Recast the items below as a two-column CSV with the headers item_text and mask. Give one row per item, with its text and its answer each in one quoted field and line breaks turned into spaces, and leave the pictures out.
___ DATA SHOWN ___
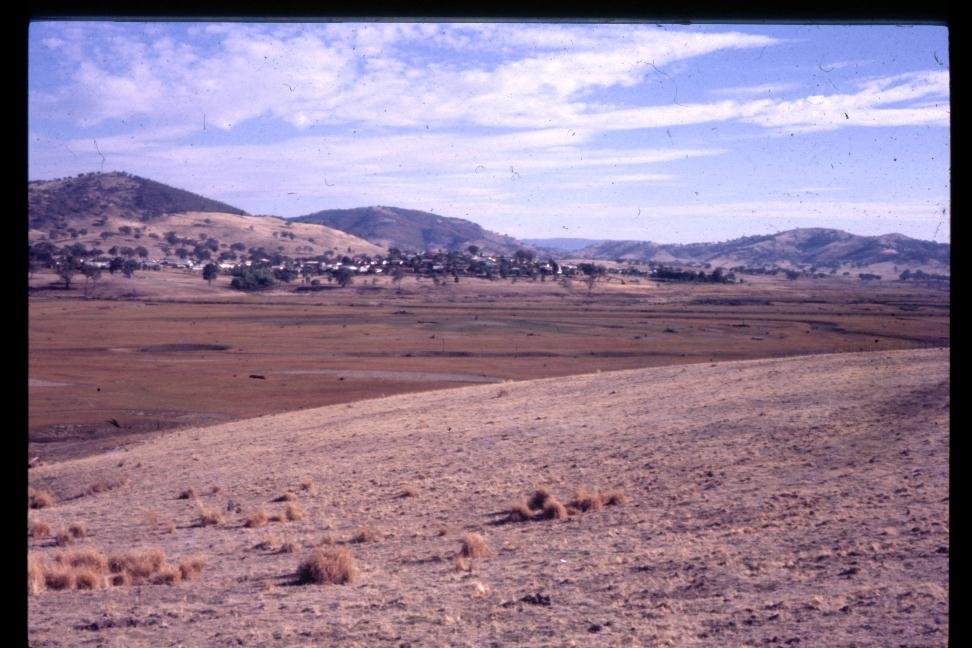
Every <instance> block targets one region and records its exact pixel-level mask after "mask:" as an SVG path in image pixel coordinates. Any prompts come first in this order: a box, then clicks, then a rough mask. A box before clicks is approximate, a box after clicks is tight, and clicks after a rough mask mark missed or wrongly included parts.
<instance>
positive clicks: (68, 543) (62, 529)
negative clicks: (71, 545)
mask: <svg viewBox="0 0 972 648" xmlns="http://www.w3.org/2000/svg"><path fill="white" fill-rule="evenodd" d="M54 544H56V545H57V546H58V547H66V546H68V545H72V544H74V536H73V535H71V534H70V533H68V531H67V529H61V530H60V531H58V532H57V533H55V534H54Z"/></svg>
___
_TASK ANSWER_
item_text,mask
"Every <instance> block targets one region and records its exact pixel-level mask after ""mask:"" as an SVG path in image pixel coordinates. Any prompts come first in this order: a box, then clicks, then a rough mask. A box before clicks is approximate, a box after clicks is tight, and clicks after a rough mask mark missed or wrongly included parts. <instance> positive clicks: (68, 543) (62, 529) negative clicks: (71, 545)","mask: <svg viewBox=""0 0 972 648"" xmlns=""http://www.w3.org/2000/svg""><path fill=""white"" fill-rule=""evenodd"" d=""M54 544H56V545H57V546H58V547H66V546H68V545H72V544H74V536H73V535H71V534H70V533H68V531H67V529H61V530H60V531H58V532H57V533H55V534H54Z""/></svg>"